Entries from a point annotation set:
::::::

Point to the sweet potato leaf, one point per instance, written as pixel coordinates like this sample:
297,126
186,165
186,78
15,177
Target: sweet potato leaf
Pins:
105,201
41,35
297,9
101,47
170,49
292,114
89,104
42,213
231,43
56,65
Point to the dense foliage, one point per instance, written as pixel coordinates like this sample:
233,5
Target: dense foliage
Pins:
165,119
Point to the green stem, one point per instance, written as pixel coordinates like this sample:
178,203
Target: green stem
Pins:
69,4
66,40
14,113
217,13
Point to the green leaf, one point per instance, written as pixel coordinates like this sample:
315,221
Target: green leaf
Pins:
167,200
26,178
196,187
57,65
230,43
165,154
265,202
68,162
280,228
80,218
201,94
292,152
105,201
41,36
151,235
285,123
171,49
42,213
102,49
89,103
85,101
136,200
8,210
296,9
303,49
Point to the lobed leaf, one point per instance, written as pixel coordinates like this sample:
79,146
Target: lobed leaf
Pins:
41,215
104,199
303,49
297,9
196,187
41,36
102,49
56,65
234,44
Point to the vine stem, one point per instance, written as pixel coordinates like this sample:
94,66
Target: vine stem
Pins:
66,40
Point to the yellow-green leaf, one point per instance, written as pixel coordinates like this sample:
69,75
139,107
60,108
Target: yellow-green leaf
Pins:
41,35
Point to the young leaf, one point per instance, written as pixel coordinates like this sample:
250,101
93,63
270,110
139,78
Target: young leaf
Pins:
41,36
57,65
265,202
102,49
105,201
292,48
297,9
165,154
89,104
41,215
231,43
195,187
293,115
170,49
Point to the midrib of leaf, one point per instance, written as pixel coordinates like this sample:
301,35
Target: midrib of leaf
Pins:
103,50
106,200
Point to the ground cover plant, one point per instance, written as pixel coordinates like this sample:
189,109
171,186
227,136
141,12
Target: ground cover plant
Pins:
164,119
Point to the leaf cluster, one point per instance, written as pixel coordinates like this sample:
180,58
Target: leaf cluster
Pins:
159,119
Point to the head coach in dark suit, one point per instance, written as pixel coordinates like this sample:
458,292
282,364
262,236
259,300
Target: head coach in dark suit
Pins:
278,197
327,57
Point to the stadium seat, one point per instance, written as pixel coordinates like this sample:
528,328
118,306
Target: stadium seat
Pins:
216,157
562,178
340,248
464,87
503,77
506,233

::::::

**GOAL:** Place every line of the items above into a JSON array of strings, one string per line, leaving out any blank lines.

**RESULT OF THIS EXERCISE:**
[
  "Point to the sweet potato leaf, one point per instance, written as pixel coordinates like this sample:",
  "297,126",
  "186,165",
  "186,78",
  "15,177",
  "Target: sweet potato leaf",
  "Pins:",
  "105,201",
  "41,35",
  "297,9",
  "101,47",
  "170,49",
  "292,114",
  "89,104",
  "42,213",
  "231,43",
  "56,65",
  "Point to the dense foliage, one point per instance, written as pixel coordinates like this sample:",
  "233,5",
  "Target: dense foliage",
  "Pins:",
  "165,119",
  "Point to the green stem, one point per instance, written as pixel coordinates like this sample:",
  "178,203",
  "Target: green stem",
  "Pins:",
  "69,4",
  "66,40",
  "14,113",
  "217,13",
  "Point to the green leaf, one point per instance, written as pixel coordinates like this sample:",
  "315,221",
  "Target: green leaf",
  "Pins:",
  "167,200",
  "26,178",
  "196,187",
  "57,65",
  "230,43",
  "165,154",
  "265,202",
  "68,162",
  "280,228",
  "80,218",
  "201,94",
  "292,152",
  "105,201",
  "41,36",
  "151,235",
  "285,123",
  "171,49",
  "42,213",
  "102,49",
  "89,103",
  "85,101",
  "136,200",
  "8,210",
  "296,9",
  "303,49",
  "Point to the lobed leaf, one point per instance, written as pixel coordinates like this sample:",
  "79,146",
  "Target: lobed leaf",
  "Pins:",
  "41,215",
  "104,199",
  "303,49",
  "297,9",
  "196,187",
  "41,36",
  "102,49",
  "56,65",
  "234,44",
  "Point to the vine stem, one point per instance, written as pixel coordinates like this sample:",
  "94,66",
  "Target: vine stem",
  "Pins:",
  "66,40",
  "Point to the yellow-green leaf, one point per instance, written as pixel coordinates like this sample:",
  "69,75",
  "139,107",
  "60,108",
  "Target: yellow-green leaf",
  "Pins:",
  "41,35",
  "Point to the young leaf, one point per instance, written as pixel coordinates like this sample:",
  "250,101",
  "93,63",
  "270,110",
  "139,78",
  "Target: young leaf",
  "Pins:",
  "41,36",
  "57,65",
  "265,202",
  "102,49",
  "105,201",
  "292,48",
  "297,9",
  "165,154",
  "89,104",
  "41,215",
  "231,43",
  "195,187",
  "293,115",
  "170,49",
  "Point to the midrib of leaf, one point per instance, written as pixel coordinates like this sample:",
  "301,35",
  "Target: midrib of leaf",
  "Pins:",
  "103,50",
  "106,200",
  "Point to the ground cover plant, one point per instance, written as pixel coordinates like this sample:",
  "189,109",
  "171,186",
  "227,136",
  "141,12",
  "Target: ground cover plant",
  "Pins:",
  "164,119",
  "Point to the leaf cluster, one point per instance, written as pixel coordinates like this sample:",
  "180,58",
  "Target: leaf cluster",
  "Pins:",
  "159,119",
  "Point to the head coach in dark suit, one point per instance, written as pixel coordinates like this sample:",
  "458,292",
  "282,364",
  "262,236",
  "259,300",
  "Target: head coach in dark suit",
  "Pins:",
  "278,197",
  "327,57",
  "Point to the stadium seat, one point per instance, written as pixel coordinates like this sample:",
  "528,328",
  "118,306",
  "Target: stadium seat",
  "Pins:",
  "216,157",
  "562,178",
  "340,248",
  "464,87",
  "503,77",
  "506,233"
]